**** Fragmento del texto ****

A esa atracción fatídica hacia el gobernante, debemos sumar el hecho de que el hombre ha sido creado bajo unas condiciones muy particulares, que lo predisponen para creer de una determinada manera. En consecuencia, éste no alcanza a ver la realidad del mundo en el que ha acabado viviendo. Hayek se refiere a esto de la siguiente manera: “…al evolucionar éticamente desde la moral de la horda cazadora, en la que ha vivido la mayor parte de su historia, a esa otra que hizo posible la aparición del orden de mercado y la sociedad abierta… nuestras instintivas reacciones siguen gobernadas por factores emocionales que son sin duda en mayor medida apropiadas a la pequeña horda de cazadores que a nuestra compleja sociedad; por los deberes hacia el prójimo…” En la tribu, la información estaba al alcance de todos los individuos y existía un consenso en cuanto a los objetivos que se debían lograr. En cambio, en nuestras sociedades actuales las cosas se han complicado sobremanera. Las sociedades son mucho más complejas, la información está mucho más distribuida, y ya no responde al consenso general. El orden es fruto de la acción independiente de millones de seres humanos, y ésta es la única forma de manejar una información tan elevada. 

El hombre se siente atraído por la tribu, en una época en la que la tribu ya ha dejado de tener función alguna. Bolaño ha reflejado muy bien ese sentimiento de pertenencia trasnochado que tira de todos nosotros continuamente: «No me gusta la unanimidad sacerdotal, clerical, de los comunistas. Siempre he sido de izquierda y no me iba a hacer de derechas porque no me gustaban los clérigos comunistas, entonces me hice trotskista. Lo que pasa que luego, cuando estuve entre los trotskistas, tampoco me gustaba la unanimidad clerical de los trotskistas, y terminé siendo anarquista […]. Ya en España encontré muchos anarquistas y empecé a dejar de ser anarquista. La unanimidad me jode Muchísimo»

**** Filas de datos ****

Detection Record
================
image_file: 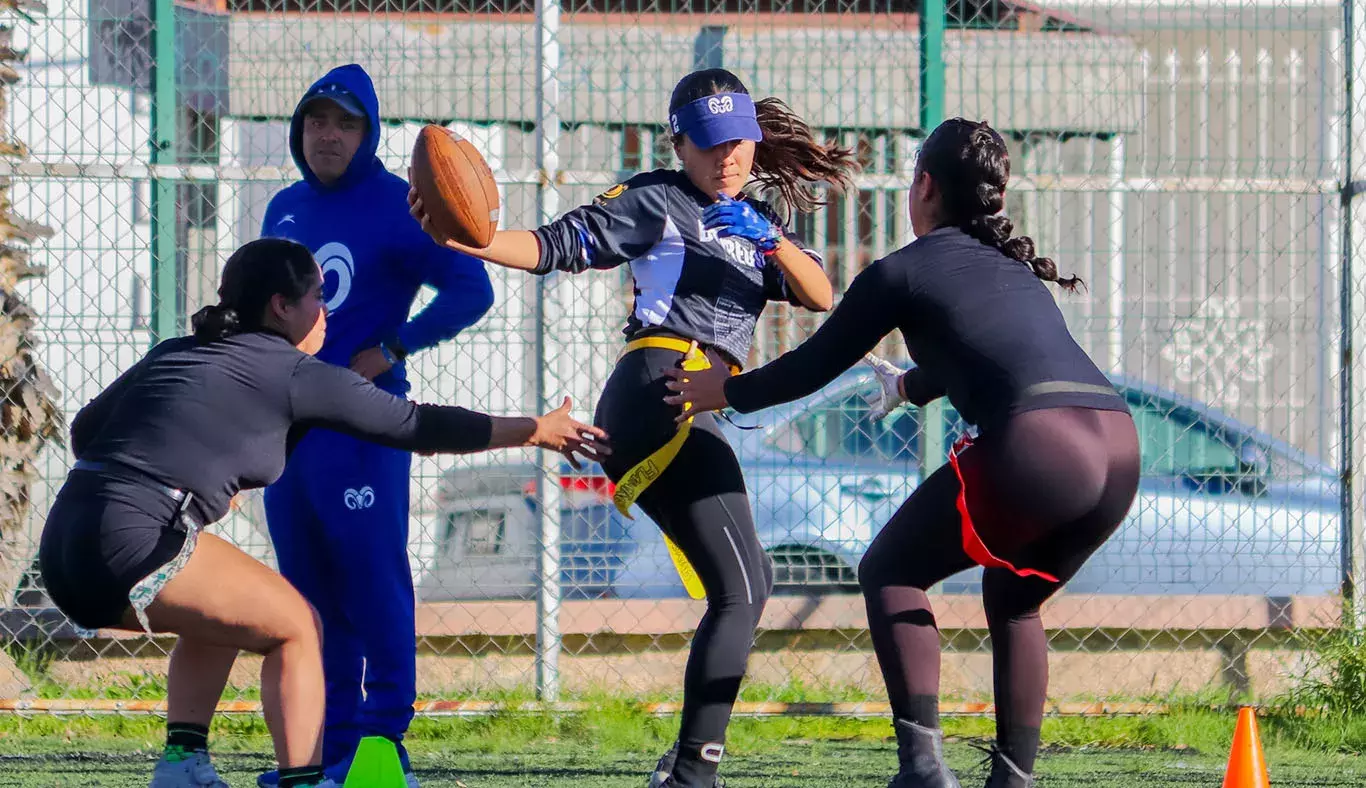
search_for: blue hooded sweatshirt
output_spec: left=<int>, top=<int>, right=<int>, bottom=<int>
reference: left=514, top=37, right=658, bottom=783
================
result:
left=261, top=63, right=493, bottom=396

****

### Objetivo A
Reescribe como lista el párrafo del fragmento que empieza con "A esa atracción fatídica hacia el gobernante", conservando sus datos principales.
### Objetivo B
Según el fragmento, ¿qué terminó siendo Bolaño después de estar entre los trotskistas?
### Objetivo C
Retoma el fragmento sobre Hayek y la atracción por la tribu a partir del punto en que se detiene.

### Resultado A
- El hombre ha sido creado bajo condiciones muy particulares que lo predisponen a creer de una determinada manera, por lo que no alcanza a ver la realidad del mundo en que vive.
- Según Hayek, nuestras reacciones instintivas siguen gobernadas por factores emocionales más apropiados a la pequeña horda de cazadores que a nuestra compleja sociedad.
- En la tribu, la información estaba al alcance de todos y había consenso sobre los objetivos que se debían lograr.
- En las sociedades actuales, mucho más complejas, la información está mucho más distribuida y ya no responde al consenso general.
- El orden es fruto de la acción independiente de millones de seres humanos, única forma de manejar tanta información.

### Resultado B
Terminó siendo anarquista.

### Resultado C
Todas estas razones, y algunas más, hacen del hombre un ser tremendamente ignorante, que no está dispuesto a aceptar la realidad de las cosas que se le vienen encima, y que por tanto ha de pagar el precio por no admitir esa realidad. Como nos dice Mises: “A nada conduce cavilar en torno a cómo deberían ser las cosas cuando son de otro modo por imperativo de inflexibles leyes universales. Tales lucubraciones resultan inofensivas mientras no pasen de meras ensoñaciones. Pero quienes, en cambio, quieren hacerlas realidad sólo consiguen perjudicar el bienestar de los demás. Se parte siempre de un error grave pero muy extendido: el de que la naturaleza concedió a cada uno ciertos derechos inalienables, por el solo hecho de haber nacido. La naturaleza por lo visto es generosa, hay abundancia de todo y para todos…La tesis es, de cabo a rabo, falsa y errónea. La naturaleza nada tiene de generosa sino que es avara en extremo. Escatima cuantos bienes precisa el hombre para sobrevivir. Vivimos cercados por seres malignos, tanto animales como vegetales, dispuestos siempre a dañarnos; las fuerzas naturales se desatan en nuestro perjuicio; la mera pervivencia hemos de reconquistarla a diario… Carece pues de sentido, cuando se habla de distribuir esa tan onerosamente engendrada riqueza, apelar a ignotos mandamientos divinos  o inveteradas normas de desconocido derecho natural.” 

Un átomo juega un papel particular en una molécula. La información que detenta como estructura promueve la relación o interacción con los demas atomos y acaba por generar dicha molécula en el nivel superior. Si logramos que pierda sus características particulares, la molécula también dejará de existir como tal. Si no incentivamos o permitimos su individualidad, tampoco favorecemos la existencia del sistema completo. No permitiremos que actúe con la poca información de que dispone, frustrando de ese modo la relación con el resto de átomos, y alterando el sistema completo. Los seres humanos también somos átomos de un sistema superior. En nuestro caso, formamos parte de la estructura social. Si no se nos deja en paz, si no se permite que nos relacionemos libremente con el resto de ciudadanos, las interacciones que nos unen a ellos se vendrán abajo, y con ellas también lo hará el conjunto de toda la sociedad. Esto es lo que no entienden aquellos socialistas que anteponen el colectivo al individuo, o el sentimiento comunitario al interés propio. Con ello están socavando las bases materiales del sistema, ningunean sus fundamentos relacionales, sus enlaces atómicos. No existe mayor mentira que aquella que proclaman los socialistas convencidos, pues no hay mayor verdad que aquella que describe las unidades más elementales de un sistema dado.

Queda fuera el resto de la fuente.